■ **TEXTO DE ORIGEM**
==*==
Desde que eclodiu o escândalo de abusos nas prisões, o inspetor-geral da CIA disse estar investigando três mortes no Iraque e no Afeganistão, possivelmente praticadas por agentes ou por civis contratados. O Ministério da Justiça está examinando se alguém descumpriu a lei nos casos que envolvem a CIA.

Nenhuma das duas fotografias se enquadra na descrição até agora feita por informantes do governo sobre as mortes investigadas em Abu Ghraib. Num desses casos, a versão oficial é a de que o prisioneiro morreu repentinamente em interrogatório feito por um agente da CIA e por um tradutor contratado.

O prisioneiro foi identificado apenas pelo sobrenome, Jamadi. A morte ocorreu logo depois que ele foi preso por uma patrulha, levado ao aeroporto de Bagdá e transferido no mesmo dia para interrogatório em Abu Ghraib.
==*==
■ **TRECHOS DOS REGISTROS**

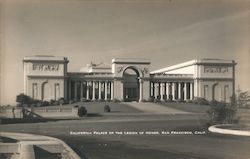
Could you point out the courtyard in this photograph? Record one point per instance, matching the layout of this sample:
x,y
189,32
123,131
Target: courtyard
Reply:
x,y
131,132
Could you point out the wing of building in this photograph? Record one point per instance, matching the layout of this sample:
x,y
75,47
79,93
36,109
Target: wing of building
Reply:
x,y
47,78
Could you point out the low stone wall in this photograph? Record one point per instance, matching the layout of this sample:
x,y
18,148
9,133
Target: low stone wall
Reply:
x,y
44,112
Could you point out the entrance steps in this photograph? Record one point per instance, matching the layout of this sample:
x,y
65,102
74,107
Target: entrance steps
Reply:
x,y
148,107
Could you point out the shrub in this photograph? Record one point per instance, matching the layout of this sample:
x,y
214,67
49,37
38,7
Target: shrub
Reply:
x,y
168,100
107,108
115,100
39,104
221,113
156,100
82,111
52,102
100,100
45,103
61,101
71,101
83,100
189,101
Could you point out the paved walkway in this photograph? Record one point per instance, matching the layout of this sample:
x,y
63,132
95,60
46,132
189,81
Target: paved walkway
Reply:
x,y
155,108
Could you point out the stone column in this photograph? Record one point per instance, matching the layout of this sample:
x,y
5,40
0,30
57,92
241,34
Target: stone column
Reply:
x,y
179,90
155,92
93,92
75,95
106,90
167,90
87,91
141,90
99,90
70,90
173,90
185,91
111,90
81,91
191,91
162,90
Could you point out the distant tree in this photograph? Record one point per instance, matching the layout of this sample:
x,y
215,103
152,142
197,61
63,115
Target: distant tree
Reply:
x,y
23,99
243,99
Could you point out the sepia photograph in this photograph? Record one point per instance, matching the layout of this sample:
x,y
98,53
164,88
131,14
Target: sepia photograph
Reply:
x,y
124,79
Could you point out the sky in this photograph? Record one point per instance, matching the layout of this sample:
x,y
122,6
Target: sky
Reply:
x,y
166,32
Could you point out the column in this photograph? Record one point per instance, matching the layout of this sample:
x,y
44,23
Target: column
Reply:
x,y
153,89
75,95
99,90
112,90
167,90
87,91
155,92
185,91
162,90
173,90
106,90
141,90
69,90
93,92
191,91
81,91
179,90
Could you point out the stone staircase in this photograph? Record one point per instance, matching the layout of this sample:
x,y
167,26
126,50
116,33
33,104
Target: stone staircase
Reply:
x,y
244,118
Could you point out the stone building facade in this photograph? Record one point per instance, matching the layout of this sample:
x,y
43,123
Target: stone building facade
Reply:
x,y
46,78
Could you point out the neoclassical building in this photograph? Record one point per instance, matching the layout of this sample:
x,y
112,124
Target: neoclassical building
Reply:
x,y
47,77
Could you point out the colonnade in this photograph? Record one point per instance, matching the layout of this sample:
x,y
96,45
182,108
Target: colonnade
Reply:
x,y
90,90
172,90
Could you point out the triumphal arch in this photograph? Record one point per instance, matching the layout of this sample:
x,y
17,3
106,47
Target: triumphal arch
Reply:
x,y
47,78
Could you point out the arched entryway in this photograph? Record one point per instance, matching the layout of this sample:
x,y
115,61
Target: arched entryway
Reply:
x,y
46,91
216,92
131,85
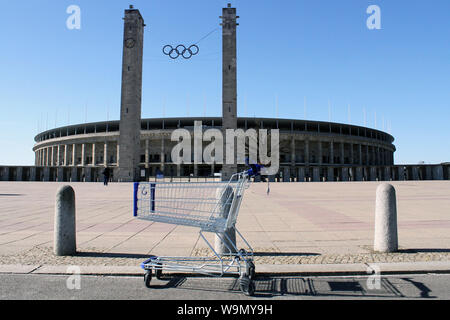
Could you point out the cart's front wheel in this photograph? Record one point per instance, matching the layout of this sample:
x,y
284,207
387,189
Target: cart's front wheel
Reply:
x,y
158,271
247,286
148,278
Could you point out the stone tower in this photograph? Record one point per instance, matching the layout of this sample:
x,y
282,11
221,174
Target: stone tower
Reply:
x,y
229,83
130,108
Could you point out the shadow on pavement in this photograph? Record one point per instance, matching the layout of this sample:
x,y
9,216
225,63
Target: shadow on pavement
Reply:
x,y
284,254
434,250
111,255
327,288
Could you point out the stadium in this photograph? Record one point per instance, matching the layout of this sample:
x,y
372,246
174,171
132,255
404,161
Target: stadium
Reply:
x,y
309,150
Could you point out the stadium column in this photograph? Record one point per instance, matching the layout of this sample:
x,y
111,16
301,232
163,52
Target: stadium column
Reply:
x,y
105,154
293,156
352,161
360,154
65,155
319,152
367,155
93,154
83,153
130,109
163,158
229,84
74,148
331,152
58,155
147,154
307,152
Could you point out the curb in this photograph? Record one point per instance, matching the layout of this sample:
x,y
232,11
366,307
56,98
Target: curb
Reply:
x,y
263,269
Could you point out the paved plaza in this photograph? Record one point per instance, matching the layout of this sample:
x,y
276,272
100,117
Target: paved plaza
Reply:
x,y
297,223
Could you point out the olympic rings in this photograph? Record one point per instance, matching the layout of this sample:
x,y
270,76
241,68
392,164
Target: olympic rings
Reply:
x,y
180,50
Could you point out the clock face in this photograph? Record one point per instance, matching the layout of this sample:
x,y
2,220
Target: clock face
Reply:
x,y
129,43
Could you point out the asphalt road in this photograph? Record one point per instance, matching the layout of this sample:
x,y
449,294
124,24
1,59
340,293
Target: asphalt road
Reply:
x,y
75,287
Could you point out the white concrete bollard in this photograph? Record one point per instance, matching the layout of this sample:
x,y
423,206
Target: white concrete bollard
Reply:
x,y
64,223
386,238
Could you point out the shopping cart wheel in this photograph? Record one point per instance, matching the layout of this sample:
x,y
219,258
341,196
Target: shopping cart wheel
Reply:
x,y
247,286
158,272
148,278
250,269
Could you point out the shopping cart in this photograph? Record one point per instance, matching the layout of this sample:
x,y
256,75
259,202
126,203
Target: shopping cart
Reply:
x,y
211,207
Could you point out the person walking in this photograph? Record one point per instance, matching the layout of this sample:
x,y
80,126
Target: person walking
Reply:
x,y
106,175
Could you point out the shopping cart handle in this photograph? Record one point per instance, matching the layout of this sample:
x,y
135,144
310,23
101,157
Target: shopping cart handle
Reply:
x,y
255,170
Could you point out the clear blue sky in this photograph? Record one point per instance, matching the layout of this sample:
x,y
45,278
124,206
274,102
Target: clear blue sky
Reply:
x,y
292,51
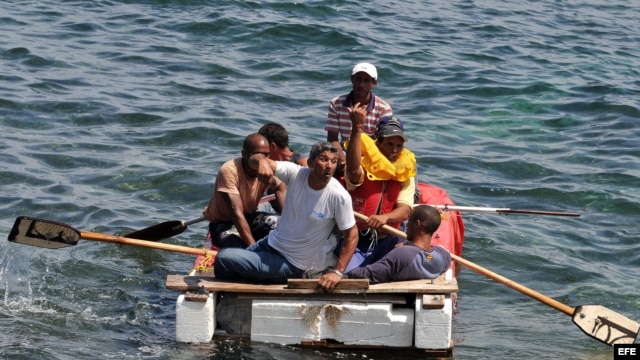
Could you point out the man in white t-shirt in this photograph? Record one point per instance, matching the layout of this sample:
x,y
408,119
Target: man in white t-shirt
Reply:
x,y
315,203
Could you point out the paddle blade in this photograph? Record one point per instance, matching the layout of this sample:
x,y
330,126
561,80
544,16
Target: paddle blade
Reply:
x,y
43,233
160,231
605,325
==*==
■ **TAREFA ESCRITA A**
Diga se cada afirmação a seguir está de acordo com o texto sobre as mortes em Abu Ghraib. Responda sim ou não e cite literalmente as palavras do texto que decidem a resposta. (i) O inspetor-geral da CIA afirmou investigar três mortes no Iraque e no Afeganistão. (ii) As duas fotografias correspondem à descrição dada por informantes do governo. (iii) Jamadi foi transferido para Abu Ghraib no dia seguinte à sua prisão.
■ **TAREFA ESCRITA B**
Dê continuidade ao texto sobre as mortes em Abu Ghraib a partir da última frase apresentada.
Os registros são um material à parte e não têm relação com o texto sobre as mortes em Abu Ghraib.

■ **RESPOSTA FINAL A**
(i) Sim: "o inspetor-geral da CIA disse estar investigando três mortes no Iraque e no Afeganistão".
(ii) Não: "Nenhuma das duas fotografias se enquadra na descrição até agora feita por informantes do governo".
(iii) Não: "transferido no mesmo dia para interrogatório em Abu Ghraib".

■ **RESPOSTA FINAL B**
Embora a CIA interrogue alguns presos em Abu Ghraib, a prisão é controlada por militares. A maioria dos interrogatórios é conduzida pela inteligência militar, enquanto a CIA se preocupa com uns poucos de ‘alta importância’.

O inspetor-geral da CIA também investiga a morte em novembro de um general iraquiano, Abid Hamad Mahawish. Ele morreu alguns dias depois de interrogado pela CIA.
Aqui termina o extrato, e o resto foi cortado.